» **Work instructions**:
Rewrite the lines below with every "even-odd" changed to "nonzero" and nothing else altered, leaving the pictures out of your answer.

◇ ◇ ◇ ◇ ◇ ◇ ◇

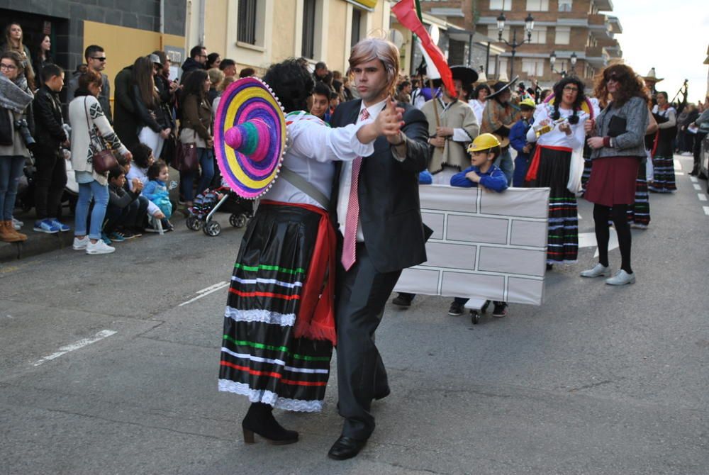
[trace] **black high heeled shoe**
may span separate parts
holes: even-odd
[[[258,434],[274,445],[286,445],[298,442],[298,432],[288,430],[273,417],[273,408],[264,403],[252,403],[246,417],[241,421],[244,442],[253,444],[254,434]]]

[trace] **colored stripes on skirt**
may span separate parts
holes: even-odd
[[[294,336],[320,219],[262,203],[249,223],[224,315],[220,391],[289,410],[322,409],[333,345]]]
[[[656,154],[652,157],[654,178],[649,186],[655,193],[671,193],[677,189],[674,182],[674,160],[671,154],[660,155]]]
[[[537,145],[540,147],[540,145]],[[576,262],[579,255],[579,206],[566,188],[571,152],[542,146],[537,178],[530,186],[548,186],[549,231],[547,262]]]

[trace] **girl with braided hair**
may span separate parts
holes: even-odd
[[[554,85],[554,97],[537,106],[535,126],[527,141],[537,142],[526,180],[532,186],[551,189],[547,267],[575,262],[579,253],[579,215],[576,196],[566,188],[573,150],[583,148],[584,124],[588,114],[581,110],[584,83],[576,77]],[[545,133],[539,132],[546,131]]]

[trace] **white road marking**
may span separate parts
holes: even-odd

◇ ◇ ◇ ◇ ◇ ◇ ◇

» **Response**:
[trace] **black high heeled shoe**
may span separate parts
holes: nonzero
[[[258,434],[274,445],[286,445],[298,442],[298,432],[288,430],[273,417],[273,408],[264,403],[252,403],[246,417],[241,421],[244,442],[253,444],[254,434]]]

[trace] **colored stripes on skirt**
may span separate parts
holes: nonzero
[[[294,336],[320,219],[262,203],[249,223],[224,315],[220,391],[289,410],[322,409],[333,345]]]
[[[656,154],[652,157],[654,178],[649,186],[655,193],[671,193],[677,189],[674,182],[674,160],[671,154],[660,155]]]
[[[537,145],[540,147],[540,145]],[[576,262],[579,255],[579,206],[566,188],[571,152],[542,146],[537,178],[530,186],[548,186],[549,231],[547,262]]]

[trace] **girl with braided hair**
may span separate parts
holes: nonzero
[[[554,85],[554,97],[537,106],[535,126],[527,141],[537,142],[526,180],[532,186],[551,189],[547,267],[575,262],[579,253],[579,215],[576,196],[566,188],[573,150],[583,148],[584,124],[588,114],[581,110],[584,83],[576,77]],[[545,133],[539,132],[546,131]]]

[trace] **white road marking**
may span separate parts
holes: nonzero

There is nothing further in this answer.